Dataset content:

# # #

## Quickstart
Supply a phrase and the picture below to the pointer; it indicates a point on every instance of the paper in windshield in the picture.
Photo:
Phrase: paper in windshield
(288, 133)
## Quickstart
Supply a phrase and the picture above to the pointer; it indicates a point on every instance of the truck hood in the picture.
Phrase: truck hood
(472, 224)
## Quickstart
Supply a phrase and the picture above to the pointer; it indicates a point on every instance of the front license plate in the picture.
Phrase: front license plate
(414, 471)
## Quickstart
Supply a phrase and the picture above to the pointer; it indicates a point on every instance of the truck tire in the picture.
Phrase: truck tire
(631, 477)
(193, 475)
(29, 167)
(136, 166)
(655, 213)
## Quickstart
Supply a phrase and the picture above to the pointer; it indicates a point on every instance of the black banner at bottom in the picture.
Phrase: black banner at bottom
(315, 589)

# # #

Instructions for the task:
Make an exact copy of all the data.

Exercise output:
## Quickstart
Supply a phrase and the picture below to the pointer; it indicates a point on every instance of the paper in windshield in the picture.
Photo:
Phrase: paper in windshield
(288, 133)
## Quickstart
Supply a phrase and the picture above to the pointer; it indicates a point on every instance of the truck hood in the picture.
Phrase: truck hood
(472, 224)
## Quickstart
Supply a phrase and the picture above to the pointer; it indicates a point on every instance of the front license plate in the picture.
Phrase: front license plate
(414, 471)
## Quickstart
Supply a phrase and the picture above to the pointer; it indicates a point on every instance of the truck tire in the picture.
Phrase: truck tire
(631, 477)
(193, 475)
(29, 167)
(136, 166)
(655, 213)
## Quickstart
Supply a phrase and the picture above to the pointer; it indicates a point on every instance of the black banner at bottom in the picture.
Phrase: black banner at bottom
(315, 589)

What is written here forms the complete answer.